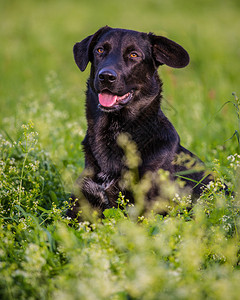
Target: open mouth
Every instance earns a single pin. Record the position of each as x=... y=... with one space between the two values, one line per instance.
x=108 y=100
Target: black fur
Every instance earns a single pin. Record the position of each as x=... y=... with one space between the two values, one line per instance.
x=122 y=62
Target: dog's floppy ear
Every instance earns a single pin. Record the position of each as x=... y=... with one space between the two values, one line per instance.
x=168 y=52
x=82 y=50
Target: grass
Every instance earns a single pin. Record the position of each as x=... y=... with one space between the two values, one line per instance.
x=188 y=254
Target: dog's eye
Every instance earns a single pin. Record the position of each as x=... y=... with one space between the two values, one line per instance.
x=100 y=50
x=133 y=55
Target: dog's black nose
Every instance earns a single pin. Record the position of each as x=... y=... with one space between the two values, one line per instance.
x=107 y=75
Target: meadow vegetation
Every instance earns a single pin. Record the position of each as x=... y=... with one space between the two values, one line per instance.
x=192 y=252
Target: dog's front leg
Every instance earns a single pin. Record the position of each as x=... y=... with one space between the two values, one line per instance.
x=94 y=193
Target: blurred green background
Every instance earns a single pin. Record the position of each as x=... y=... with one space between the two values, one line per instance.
x=40 y=81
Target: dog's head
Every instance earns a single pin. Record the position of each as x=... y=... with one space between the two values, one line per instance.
x=124 y=64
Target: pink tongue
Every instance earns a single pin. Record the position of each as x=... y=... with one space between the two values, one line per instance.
x=107 y=99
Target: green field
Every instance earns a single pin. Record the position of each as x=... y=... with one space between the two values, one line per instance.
x=189 y=254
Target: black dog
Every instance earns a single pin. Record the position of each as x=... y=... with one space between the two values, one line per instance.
x=123 y=96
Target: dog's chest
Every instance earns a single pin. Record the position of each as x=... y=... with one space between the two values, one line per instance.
x=105 y=147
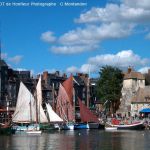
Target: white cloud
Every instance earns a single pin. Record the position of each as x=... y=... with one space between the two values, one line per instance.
x=148 y=36
x=15 y=59
x=72 y=69
x=89 y=38
x=144 y=69
x=72 y=49
x=48 y=37
x=113 y=21
x=23 y=69
x=122 y=59
x=145 y=4
x=123 y=13
x=4 y=55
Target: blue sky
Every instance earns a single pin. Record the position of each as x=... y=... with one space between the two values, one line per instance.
x=76 y=38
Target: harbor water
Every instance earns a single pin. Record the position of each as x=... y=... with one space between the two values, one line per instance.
x=78 y=140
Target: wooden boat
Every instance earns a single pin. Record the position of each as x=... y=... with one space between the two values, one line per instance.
x=132 y=126
x=34 y=132
x=65 y=106
x=54 y=119
x=128 y=126
x=5 y=129
x=110 y=128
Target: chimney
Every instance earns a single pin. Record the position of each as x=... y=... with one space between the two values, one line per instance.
x=129 y=69
x=45 y=75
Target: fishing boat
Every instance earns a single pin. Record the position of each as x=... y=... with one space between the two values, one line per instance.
x=6 y=129
x=64 y=107
x=110 y=128
x=88 y=119
x=29 y=112
x=137 y=125
x=54 y=119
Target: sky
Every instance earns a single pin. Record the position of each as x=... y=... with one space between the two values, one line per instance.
x=50 y=35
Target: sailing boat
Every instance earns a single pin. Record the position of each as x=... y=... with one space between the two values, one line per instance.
x=64 y=105
x=89 y=120
x=54 y=119
x=25 y=115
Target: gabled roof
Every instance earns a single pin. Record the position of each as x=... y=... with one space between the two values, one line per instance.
x=130 y=74
x=3 y=63
x=142 y=95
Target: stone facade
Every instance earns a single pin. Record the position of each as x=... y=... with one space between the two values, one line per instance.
x=131 y=83
x=141 y=100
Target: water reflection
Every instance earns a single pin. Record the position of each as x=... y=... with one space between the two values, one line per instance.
x=78 y=140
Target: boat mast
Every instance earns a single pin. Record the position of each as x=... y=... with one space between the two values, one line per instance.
x=30 y=109
x=36 y=105
x=88 y=87
x=53 y=97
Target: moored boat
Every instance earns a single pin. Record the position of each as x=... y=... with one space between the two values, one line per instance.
x=132 y=126
x=6 y=129
x=138 y=125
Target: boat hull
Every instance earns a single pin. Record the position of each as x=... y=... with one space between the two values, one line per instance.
x=81 y=126
x=49 y=127
x=89 y=126
x=96 y=126
x=34 y=132
x=136 y=126
x=26 y=127
x=67 y=126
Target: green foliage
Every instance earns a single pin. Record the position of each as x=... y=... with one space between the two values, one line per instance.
x=109 y=84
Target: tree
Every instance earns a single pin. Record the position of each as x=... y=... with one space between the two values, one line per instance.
x=109 y=86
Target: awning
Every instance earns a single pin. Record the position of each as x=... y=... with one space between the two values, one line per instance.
x=145 y=110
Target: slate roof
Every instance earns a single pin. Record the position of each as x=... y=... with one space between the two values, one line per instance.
x=142 y=95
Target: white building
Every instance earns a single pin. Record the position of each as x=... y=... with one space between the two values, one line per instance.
x=132 y=82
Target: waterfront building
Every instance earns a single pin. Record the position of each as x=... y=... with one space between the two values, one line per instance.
x=132 y=82
x=140 y=100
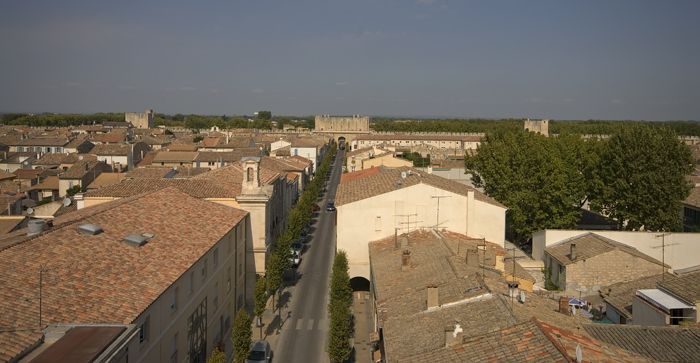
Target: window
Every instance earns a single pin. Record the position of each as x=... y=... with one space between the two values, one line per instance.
x=173 y=299
x=144 y=330
x=216 y=296
x=173 y=348
x=228 y=280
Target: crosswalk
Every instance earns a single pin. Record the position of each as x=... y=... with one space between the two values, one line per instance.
x=310 y=324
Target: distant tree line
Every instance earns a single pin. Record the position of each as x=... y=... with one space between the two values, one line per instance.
x=593 y=127
x=636 y=177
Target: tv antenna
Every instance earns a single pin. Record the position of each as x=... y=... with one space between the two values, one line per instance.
x=663 y=253
x=512 y=257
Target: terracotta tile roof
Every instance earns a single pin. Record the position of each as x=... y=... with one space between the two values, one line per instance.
x=6 y=175
x=150 y=172
x=27 y=173
x=58 y=159
x=8 y=223
x=174 y=156
x=42 y=141
x=106 y=179
x=384 y=182
x=197 y=188
x=79 y=266
x=49 y=183
x=694 y=198
x=182 y=147
x=620 y=295
x=111 y=149
x=663 y=344
x=347 y=177
x=15 y=344
x=589 y=245
x=686 y=286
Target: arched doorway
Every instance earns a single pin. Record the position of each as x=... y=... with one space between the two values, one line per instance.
x=359 y=283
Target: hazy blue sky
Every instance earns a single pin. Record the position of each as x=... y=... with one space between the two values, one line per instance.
x=632 y=59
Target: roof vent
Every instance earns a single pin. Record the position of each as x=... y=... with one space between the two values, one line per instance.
x=90 y=229
x=135 y=240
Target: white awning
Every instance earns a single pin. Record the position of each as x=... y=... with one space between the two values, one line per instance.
x=663 y=300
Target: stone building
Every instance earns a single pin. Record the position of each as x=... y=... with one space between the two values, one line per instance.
x=539 y=126
x=590 y=261
x=140 y=120
x=342 y=123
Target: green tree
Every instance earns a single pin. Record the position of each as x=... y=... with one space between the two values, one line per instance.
x=74 y=190
x=242 y=336
x=339 y=346
x=264 y=115
x=642 y=174
x=526 y=172
x=273 y=274
x=217 y=356
x=260 y=297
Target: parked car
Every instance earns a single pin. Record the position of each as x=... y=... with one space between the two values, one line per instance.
x=296 y=247
x=260 y=352
x=294 y=259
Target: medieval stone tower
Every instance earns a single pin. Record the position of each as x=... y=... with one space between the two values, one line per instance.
x=140 y=120
x=539 y=126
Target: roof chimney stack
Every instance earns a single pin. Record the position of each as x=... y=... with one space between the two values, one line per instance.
x=433 y=300
x=405 y=260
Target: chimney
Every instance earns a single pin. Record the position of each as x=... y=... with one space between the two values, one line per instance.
x=564 y=305
x=453 y=336
x=473 y=257
x=433 y=300
x=406 y=260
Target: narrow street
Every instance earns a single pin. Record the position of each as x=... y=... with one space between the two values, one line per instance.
x=304 y=331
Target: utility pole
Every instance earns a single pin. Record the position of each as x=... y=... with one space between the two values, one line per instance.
x=437 y=223
x=663 y=253
x=483 y=248
x=513 y=257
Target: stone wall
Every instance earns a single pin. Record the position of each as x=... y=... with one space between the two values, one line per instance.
x=604 y=270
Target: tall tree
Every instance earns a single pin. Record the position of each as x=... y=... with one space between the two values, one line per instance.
x=642 y=171
x=526 y=172
x=260 y=297
x=242 y=338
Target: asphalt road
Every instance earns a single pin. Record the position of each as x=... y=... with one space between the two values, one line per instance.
x=304 y=332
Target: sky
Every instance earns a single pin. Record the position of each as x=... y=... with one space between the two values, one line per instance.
x=561 y=60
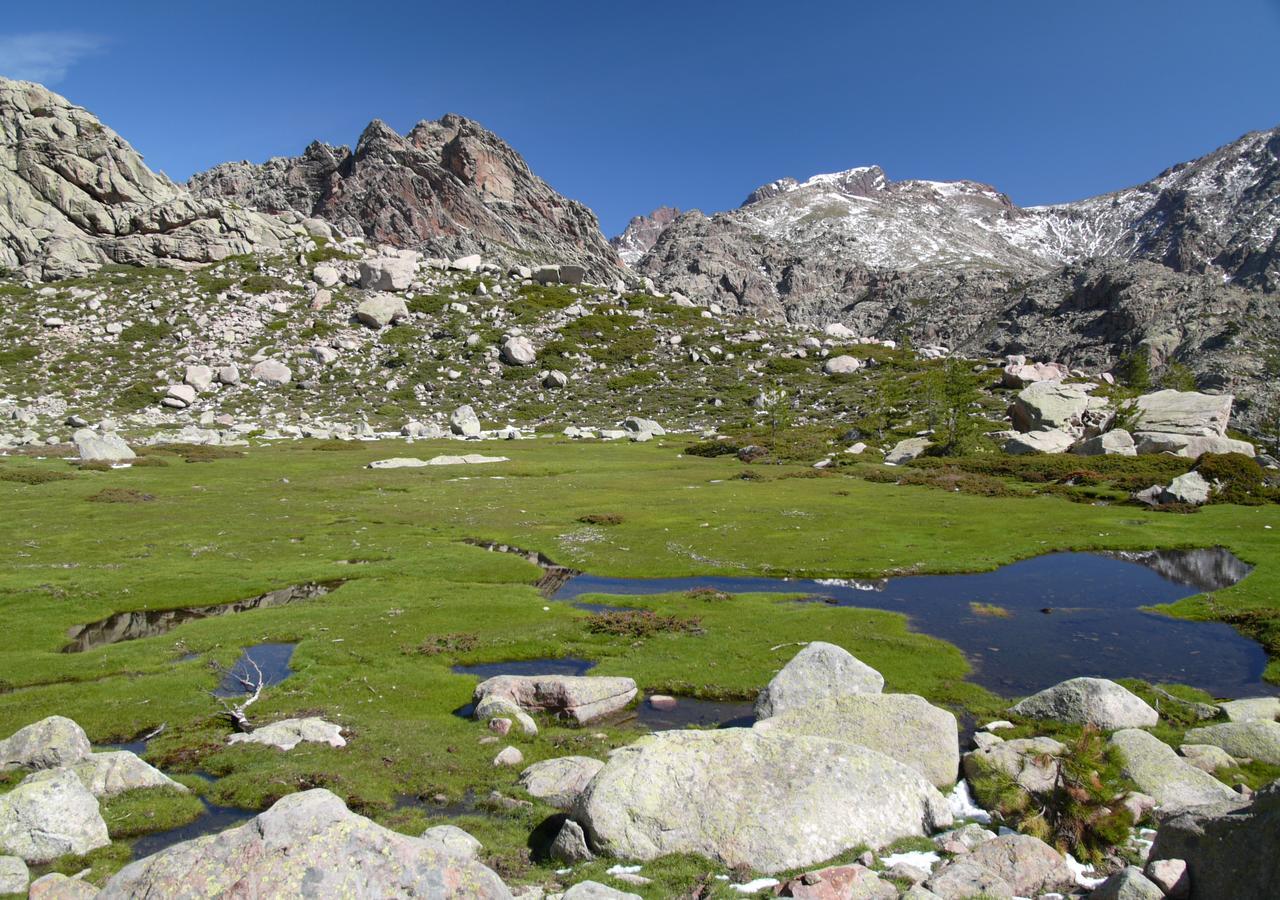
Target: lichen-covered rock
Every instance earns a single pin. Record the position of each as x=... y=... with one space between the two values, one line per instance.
x=1089 y=702
x=46 y=744
x=307 y=844
x=1159 y=771
x=769 y=802
x=581 y=698
x=1253 y=739
x=1229 y=849
x=49 y=814
x=288 y=732
x=817 y=672
x=901 y=726
x=118 y=771
x=1029 y=866
x=560 y=781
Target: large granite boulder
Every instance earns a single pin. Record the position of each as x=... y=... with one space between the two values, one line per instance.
x=817 y=672
x=1089 y=702
x=118 y=771
x=901 y=726
x=307 y=844
x=581 y=698
x=1159 y=771
x=1253 y=739
x=561 y=781
x=767 y=802
x=95 y=446
x=1230 y=848
x=50 y=814
x=46 y=744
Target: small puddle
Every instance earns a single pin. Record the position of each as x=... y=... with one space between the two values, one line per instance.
x=270 y=659
x=562 y=666
x=1036 y=622
x=151 y=622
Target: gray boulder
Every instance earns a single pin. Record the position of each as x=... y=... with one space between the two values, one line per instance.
x=901 y=726
x=118 y=771
x=768 y=802
x=561 y=781
x=905 y=451
x=91 y=446
x=464 y=421
x=819 y=671
x=46 y=744
x=580 y=698
x=1229 y=849
x=1128 y=883
x=307 y=844
x=1174 y=782
x=1089 y=702
x=519 y=351
x=1255 y=739
x=50 y=814
x=382 y=310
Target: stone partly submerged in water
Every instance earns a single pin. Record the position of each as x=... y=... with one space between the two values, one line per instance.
x=1089 y=702
x=1229 y=849
x=45 y=744
x=817 y=672
x=901 y=726
x=767 y=802
x=580 y=698
x=50 y=814
x=307 y=844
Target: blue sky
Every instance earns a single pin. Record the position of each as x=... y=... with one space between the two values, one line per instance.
x=626 y=106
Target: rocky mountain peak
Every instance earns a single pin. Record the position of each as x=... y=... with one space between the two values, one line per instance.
x=73 y=195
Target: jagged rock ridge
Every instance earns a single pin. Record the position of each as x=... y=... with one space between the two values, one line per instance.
x=448 y=187
x=73 y=195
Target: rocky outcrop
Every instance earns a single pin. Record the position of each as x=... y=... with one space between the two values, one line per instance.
x=50 y=814
x=817 y=672
x=768 y=802
x=307 y=844
x=46 y=744
x=74 y=195
x=901 y=726
x=1089 y=702
x=449 y=187
x=1229 y=849
x=641 y=233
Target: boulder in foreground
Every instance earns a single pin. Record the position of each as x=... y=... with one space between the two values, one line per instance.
x=767 y=802
x=307 y=844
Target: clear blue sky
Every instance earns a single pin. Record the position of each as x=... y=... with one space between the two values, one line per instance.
x=626 y=106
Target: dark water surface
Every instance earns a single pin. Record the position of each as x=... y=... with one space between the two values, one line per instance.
x=1068 y=615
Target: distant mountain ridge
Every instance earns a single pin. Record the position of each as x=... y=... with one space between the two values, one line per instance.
x=449 y=187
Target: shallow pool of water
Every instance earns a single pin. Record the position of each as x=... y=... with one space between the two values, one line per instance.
x=1057 y=616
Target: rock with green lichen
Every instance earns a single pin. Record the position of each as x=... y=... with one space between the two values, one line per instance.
x=307 y=844
x=764 y=800
x=901 y=726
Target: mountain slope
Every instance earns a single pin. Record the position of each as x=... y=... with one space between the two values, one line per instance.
x=448 y=187
x=73 y=195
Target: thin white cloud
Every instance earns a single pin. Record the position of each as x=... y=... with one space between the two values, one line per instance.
x=44 y=55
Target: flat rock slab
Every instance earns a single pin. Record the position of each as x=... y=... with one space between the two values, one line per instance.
x=767 y=802
x=287 y=734
x=584 y=698
x=1159 y=771
x=1089 y=702
x=901 y=726
x=311 y=845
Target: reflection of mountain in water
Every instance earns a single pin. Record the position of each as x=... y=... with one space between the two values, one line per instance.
x=1210 y=569
x=151 y=622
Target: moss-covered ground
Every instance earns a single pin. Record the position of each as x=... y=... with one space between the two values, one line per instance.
x=375 y=654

● ● ●

Render the lines running from the one containing "Target: crosswalk" to the one containing "x=135 y=240", both included, as a JSON list of strings with one string per line and any blank lines omitted.

[
  "Target: crosswalk",
  "Every instance earns a single pin. Record the position of each as x=... y=... with one space between the two values, one line per instance.",
  "x=310 y=324",
  "Target: distant tree line",
  "Every instance earns a single pin. Record the position of each as x=... y=... with one space between the two values, one line per instance.",
  "x=593 y=127",
  "x=636 y=177",
  "Target: tv antenna",
  "Every instance earns a single pin. Record the position of each as x=... y=... with one space between the two values, one line per instance.",
  "x=663 y=253",
  "x=512 y=257",
  "Target: terracotta tile roof",
  "Every instance earns a single pin. Record the position of each as x=... y=... with one space between the two values, one line per instance.",
  "x=6 y=175",
  "x=150 y=172",
  "x=27 y=173",
  "x=58 y=159",
  "x=8 y=223",
  "x=174 y=156",
  "x=42 y=141",
  "x=106 y=179",
  "x=384 y=182",
  "x=197 y=188",
  "x=79 y=266",
  "x=49 y=183",
  "x=694 y=198",
  "x=182 y=147",
  "x=620 y=295",
  "x=111 y=149",
  "x=663 y=344",
  "x=347 y=177",
  "x=15 y=344",
  "x=589 y=245",
  "x=686 y=286",
  "Target: arched doorway",
  "Every instance earns a single pin. Record the position of each as x=... y=... with one space between the two values, one line per instance.",
  "x=359 y=283",
  "Target: hazy blue sky",
  "Every instance earns a single pin. Record the position of each as x=... y=... with one space between the two values, one line per instance.",
  "x=632 y=59",
  "Target: roof vent",
  "Every instance earns a single pin. Record the position of each as x=... y=... with one space between the two values, one line per instance.",
  "x=90 y=229",
  "x=135 y=240"
]